→ Direction
Recast the records below as a two-column CSV with the headers text and answer, one row per record, putting each value in its own quoted field and turning line breaks into spaces. Begin at the line that has "identify the person" and stop after the line that has "[0, 194, 46, 299]".

→ Records
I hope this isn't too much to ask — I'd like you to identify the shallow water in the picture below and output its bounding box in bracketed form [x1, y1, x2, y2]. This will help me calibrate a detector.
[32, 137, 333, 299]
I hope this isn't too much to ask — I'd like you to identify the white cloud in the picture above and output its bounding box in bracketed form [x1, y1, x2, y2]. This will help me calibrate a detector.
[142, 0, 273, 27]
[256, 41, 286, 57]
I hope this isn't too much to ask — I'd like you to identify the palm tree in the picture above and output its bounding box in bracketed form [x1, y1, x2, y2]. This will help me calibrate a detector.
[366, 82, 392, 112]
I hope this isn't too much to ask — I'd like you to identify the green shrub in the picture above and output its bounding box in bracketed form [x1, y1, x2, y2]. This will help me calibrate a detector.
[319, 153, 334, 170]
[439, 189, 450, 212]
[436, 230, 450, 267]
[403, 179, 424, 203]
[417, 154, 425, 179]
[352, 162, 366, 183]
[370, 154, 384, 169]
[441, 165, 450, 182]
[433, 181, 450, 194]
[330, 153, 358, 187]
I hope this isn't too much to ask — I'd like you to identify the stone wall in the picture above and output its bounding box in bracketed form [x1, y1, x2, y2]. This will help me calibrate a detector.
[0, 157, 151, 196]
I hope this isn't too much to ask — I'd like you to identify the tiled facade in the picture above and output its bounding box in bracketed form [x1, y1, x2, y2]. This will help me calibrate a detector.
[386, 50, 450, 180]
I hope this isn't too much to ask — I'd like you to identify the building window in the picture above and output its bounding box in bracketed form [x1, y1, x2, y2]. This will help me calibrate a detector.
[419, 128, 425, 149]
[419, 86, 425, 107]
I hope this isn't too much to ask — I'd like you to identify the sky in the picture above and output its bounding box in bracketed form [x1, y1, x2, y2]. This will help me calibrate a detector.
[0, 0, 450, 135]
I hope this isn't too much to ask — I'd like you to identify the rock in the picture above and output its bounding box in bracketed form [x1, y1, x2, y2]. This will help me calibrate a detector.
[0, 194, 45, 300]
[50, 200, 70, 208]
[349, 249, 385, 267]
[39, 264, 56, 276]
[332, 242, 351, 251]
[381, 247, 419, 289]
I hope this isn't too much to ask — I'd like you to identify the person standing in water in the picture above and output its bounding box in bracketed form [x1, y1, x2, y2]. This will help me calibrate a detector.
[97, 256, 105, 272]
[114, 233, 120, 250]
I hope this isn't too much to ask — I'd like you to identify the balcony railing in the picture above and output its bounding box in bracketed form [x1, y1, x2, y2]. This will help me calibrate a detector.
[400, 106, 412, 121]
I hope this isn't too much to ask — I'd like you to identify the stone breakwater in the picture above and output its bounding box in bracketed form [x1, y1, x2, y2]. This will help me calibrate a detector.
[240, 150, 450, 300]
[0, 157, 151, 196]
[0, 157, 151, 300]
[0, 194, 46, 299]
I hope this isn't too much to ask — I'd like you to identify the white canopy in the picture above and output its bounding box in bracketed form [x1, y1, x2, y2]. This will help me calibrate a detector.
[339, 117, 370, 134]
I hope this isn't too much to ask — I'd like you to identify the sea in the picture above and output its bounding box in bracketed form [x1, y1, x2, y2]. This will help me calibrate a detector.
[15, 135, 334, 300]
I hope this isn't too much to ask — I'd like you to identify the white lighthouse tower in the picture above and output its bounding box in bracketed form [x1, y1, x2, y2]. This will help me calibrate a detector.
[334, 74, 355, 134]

→ The solution
text,answer
"I hope this isn't too much to ask — I'd like you to identify the person standing in water in the picture above and output its bounding box in bracketed form [x1, y1, x2, y2]. This will help me calibrate a detector.","[97, 256, 105, 272] [114, 233, 120, 250]"
"I hope this isn't too much to ask — I'd like you to identify the balcony railing in the picture above and output its bounding box in bracketed form [x1, y1, x2, y2]. This will help me calibrate a detector.","[400, 106, 412, 121]"
"I hope this isn't too much to ask — I'd like you to identify the stone breakwater in the picture above and output its bounding box in bracketed form [x1, y1, x2, y2]. This will help me calibrate a detector.","[240, 150, 450, 300] [0, 157, 151, 196] [0, 157, 151, 300] [0, 194, 46, 299]"